(Records excerpted from a collection)
-- begin --
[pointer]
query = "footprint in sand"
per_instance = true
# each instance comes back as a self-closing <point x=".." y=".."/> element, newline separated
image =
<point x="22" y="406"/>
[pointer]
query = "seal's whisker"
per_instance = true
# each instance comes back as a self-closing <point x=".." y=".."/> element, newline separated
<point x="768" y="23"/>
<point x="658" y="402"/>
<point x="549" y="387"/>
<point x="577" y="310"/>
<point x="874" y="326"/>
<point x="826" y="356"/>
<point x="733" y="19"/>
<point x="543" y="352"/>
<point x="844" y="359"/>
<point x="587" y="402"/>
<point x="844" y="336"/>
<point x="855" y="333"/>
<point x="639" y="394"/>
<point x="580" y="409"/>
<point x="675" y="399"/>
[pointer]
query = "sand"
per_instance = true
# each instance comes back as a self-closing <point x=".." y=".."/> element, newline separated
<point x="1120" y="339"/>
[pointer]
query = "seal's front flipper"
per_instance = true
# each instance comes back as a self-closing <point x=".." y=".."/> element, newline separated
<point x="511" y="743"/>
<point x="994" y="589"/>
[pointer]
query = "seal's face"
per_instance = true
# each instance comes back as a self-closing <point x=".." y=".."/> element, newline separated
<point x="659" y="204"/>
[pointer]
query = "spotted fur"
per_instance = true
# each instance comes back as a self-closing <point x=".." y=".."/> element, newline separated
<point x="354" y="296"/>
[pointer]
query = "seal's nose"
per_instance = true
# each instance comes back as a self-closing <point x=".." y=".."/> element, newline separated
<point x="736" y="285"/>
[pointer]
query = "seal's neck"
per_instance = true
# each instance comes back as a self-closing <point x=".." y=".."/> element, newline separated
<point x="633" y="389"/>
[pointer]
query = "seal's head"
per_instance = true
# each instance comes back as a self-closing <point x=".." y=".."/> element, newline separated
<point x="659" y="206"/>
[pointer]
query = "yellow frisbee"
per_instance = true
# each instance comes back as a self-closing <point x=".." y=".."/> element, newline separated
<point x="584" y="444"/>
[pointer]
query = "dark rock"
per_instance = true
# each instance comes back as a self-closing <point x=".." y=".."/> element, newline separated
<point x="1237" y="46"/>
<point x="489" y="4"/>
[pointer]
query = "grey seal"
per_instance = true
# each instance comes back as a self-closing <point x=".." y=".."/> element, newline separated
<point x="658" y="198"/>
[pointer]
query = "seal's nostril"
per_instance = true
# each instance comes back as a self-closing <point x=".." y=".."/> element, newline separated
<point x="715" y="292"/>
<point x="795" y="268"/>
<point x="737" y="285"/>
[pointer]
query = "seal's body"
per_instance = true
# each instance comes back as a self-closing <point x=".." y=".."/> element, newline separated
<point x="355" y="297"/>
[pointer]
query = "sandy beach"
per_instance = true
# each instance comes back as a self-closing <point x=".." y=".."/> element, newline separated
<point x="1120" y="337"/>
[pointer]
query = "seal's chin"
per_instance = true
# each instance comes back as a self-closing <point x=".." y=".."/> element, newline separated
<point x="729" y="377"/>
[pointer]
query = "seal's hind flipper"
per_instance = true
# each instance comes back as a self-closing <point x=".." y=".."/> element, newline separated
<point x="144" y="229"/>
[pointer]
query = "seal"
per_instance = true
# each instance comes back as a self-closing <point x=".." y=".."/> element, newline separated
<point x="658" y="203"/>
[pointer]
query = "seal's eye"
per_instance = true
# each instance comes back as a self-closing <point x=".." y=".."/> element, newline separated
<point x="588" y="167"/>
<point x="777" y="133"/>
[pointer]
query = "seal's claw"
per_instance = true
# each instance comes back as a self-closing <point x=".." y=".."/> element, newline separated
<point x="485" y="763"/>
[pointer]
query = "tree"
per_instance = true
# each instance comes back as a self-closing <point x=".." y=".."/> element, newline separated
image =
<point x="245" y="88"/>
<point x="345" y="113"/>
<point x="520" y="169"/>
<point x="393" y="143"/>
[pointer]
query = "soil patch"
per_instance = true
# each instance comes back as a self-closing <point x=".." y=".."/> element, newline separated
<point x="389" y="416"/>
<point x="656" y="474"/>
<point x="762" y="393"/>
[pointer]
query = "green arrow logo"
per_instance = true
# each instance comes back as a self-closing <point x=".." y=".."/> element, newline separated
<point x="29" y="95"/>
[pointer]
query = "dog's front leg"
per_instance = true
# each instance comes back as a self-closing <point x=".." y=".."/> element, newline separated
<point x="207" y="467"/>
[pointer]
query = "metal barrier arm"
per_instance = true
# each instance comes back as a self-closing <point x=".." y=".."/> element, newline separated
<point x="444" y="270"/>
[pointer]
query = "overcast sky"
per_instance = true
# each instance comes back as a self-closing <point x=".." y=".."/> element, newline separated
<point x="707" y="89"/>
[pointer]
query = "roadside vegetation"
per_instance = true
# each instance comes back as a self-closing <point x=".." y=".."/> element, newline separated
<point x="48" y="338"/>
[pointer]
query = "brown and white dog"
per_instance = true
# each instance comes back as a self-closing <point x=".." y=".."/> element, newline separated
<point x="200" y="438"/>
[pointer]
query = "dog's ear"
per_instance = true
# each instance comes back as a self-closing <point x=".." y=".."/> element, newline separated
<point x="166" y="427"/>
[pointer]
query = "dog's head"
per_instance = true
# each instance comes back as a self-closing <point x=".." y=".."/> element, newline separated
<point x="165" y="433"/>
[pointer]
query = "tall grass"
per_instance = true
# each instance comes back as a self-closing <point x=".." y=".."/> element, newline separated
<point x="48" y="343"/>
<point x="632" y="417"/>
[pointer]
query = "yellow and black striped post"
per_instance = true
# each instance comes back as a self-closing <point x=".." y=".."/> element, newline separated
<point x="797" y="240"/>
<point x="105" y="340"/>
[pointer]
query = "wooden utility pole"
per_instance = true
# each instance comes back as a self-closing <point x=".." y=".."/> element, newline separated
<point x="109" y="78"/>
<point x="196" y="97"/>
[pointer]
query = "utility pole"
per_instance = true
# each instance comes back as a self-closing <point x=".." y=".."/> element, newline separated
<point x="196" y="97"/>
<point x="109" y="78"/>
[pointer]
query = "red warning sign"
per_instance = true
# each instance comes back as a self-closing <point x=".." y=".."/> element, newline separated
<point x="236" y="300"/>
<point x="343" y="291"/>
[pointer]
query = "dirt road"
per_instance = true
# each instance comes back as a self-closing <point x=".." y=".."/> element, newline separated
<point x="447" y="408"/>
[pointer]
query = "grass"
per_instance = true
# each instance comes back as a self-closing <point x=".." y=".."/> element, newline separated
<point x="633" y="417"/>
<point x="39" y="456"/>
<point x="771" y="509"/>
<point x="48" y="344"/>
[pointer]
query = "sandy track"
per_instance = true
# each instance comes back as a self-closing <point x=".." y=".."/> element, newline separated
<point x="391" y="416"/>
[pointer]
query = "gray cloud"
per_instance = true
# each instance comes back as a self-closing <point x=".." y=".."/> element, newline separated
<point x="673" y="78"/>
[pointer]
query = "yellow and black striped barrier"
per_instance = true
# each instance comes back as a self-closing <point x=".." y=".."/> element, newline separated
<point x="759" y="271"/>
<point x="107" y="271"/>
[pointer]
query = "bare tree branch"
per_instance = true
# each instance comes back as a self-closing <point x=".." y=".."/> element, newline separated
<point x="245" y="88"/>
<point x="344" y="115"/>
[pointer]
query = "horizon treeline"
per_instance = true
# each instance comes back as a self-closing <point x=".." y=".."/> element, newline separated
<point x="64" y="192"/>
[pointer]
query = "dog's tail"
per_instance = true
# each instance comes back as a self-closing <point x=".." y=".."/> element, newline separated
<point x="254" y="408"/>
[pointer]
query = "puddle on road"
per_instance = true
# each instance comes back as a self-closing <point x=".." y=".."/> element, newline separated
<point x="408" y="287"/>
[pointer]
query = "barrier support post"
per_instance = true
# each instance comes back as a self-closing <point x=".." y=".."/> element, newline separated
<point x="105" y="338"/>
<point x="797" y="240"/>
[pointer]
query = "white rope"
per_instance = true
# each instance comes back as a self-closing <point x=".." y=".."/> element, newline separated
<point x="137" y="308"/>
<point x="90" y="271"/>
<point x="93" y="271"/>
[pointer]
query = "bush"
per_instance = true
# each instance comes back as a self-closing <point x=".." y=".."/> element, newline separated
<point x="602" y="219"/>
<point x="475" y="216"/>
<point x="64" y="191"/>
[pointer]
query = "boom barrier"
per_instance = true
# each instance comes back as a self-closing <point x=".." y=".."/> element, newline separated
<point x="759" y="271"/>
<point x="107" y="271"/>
-- end --
Count the lines in the material above that contain the string "post". Reply with the number only.

2